**GIVEN EXERCISE:**
Put the lines of the records into a JSON list of strings, one string per line and no blank lines. Start with the line that contains "[point] at the green" and go through the end of the records, including both ends.

**DATA SUPPLIED:**
^^^^
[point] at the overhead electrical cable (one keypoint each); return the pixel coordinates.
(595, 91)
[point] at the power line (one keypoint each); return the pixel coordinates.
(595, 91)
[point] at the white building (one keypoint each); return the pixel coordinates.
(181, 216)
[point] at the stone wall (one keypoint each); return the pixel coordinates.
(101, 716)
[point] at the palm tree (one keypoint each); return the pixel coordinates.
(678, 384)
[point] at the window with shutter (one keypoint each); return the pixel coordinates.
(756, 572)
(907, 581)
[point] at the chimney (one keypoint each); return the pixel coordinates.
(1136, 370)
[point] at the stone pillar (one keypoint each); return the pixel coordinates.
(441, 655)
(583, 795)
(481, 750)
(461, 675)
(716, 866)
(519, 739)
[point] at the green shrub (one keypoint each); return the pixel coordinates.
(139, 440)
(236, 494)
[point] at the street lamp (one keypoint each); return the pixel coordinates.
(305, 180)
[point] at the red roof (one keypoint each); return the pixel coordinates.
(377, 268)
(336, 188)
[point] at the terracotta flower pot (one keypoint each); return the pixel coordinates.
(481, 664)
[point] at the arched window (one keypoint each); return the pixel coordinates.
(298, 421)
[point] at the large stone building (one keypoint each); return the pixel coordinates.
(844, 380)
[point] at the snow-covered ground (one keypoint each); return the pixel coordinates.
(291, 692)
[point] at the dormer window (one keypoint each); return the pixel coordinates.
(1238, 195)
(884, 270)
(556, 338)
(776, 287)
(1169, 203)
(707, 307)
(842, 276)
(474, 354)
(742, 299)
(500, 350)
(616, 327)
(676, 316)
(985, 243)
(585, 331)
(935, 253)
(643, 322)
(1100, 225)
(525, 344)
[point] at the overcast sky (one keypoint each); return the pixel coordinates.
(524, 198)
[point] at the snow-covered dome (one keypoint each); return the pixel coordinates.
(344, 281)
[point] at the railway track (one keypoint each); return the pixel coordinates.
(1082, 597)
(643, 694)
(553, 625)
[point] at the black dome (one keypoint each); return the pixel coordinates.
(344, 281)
^^^^
**TASK ANSWER:**
[
  "[point] at the green shrub (one keypoint each); return the pixel coordinates.",
  "(139, 440)",
  "(236, 494)",
  "[point] at the street lamp (one keypoint each); return the pixel coordinates.",
  "(305, 180)",
  "[point] at the red roof (one keypoint each); return the pixel coordinates.",
  "(377, 268)",
  "(336, 188)",
  "[point] at the terracotta flower pot (one keypoint each); return the pixel coordinates.",
  "(481, 664)",
  "[point] at the arched window (one keypoint each); return the pixel coordinates.",
  "(298, 421)",
  "[point] at the large stone building (one keypoint each); return the pixel coordinates.",
  "(844, 380)",
  "[point] at the snow-covered ground (one keypoint each); return the pixel coordinates.",
  "(291, 692)",
  "[point] at the dormer window (one keypoint each); return the pixel coordinates.",
  "(1238, 195)",
  "(884, 270)",
  "(556, 338)",
  "(776, 287)",
  "(1169, 203)",
  "(707, 307)",
  "(842, 276)",
  "(474, 354)",
  "(742, 299)",
  "(500, 350)",
  "(616, 327)",
  "(676, 316)",
  "(985, 243)",
  "(585, 331)",
  "(935, 253)",
  "(643, 322)",
  "(1100, 225)",
  "(525, 344)",
  "[point] at the overcast sky (one keypoint each); return the pixel coordinates.",
  "(524, 198)",
  "[point] at the snow-covered dome (one keypoint each); return the pixel coordinates.",
  "(344, 281)",
  "[point] at the railway track (one keypoint each); return the pixel coordinates.",
  "(1082, 597)",
  "(643, 694)",
  "(553, 625)",
  "[point] at the black dome (one keypoint each); return the pixel coordinates.",
  "(344, 281)"
]